■ **DIRECTIVE**: Repeat the lines of the entries word for word, starting with the line that contains "spot the river." and continuing through the final line of the entries.

■ **THE RECORDS**:
........
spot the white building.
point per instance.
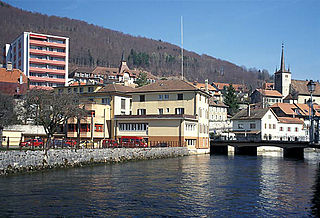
(42, 58)
(263, 124)
(218, 117)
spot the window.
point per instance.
(123, 104)
(133, 126)
(98, 127)
(141, 111)
(92, 113)
(179, 110)
(160, 110)
(90, 89)
(106, 101)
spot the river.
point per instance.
(204, 185)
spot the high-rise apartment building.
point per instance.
(43, 58)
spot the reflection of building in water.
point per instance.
(285, 185)
(316, 195)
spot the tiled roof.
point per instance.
........
■ **REPLY**:
spot the river.
point per instance.
(204, 185)
spot the high-rise apartment building.
point per instance.
(43, 58)
spot the reflection of building in water.
point per instance.
(285, 185)
(316, 195)
spot the tiled roof.
point per instance.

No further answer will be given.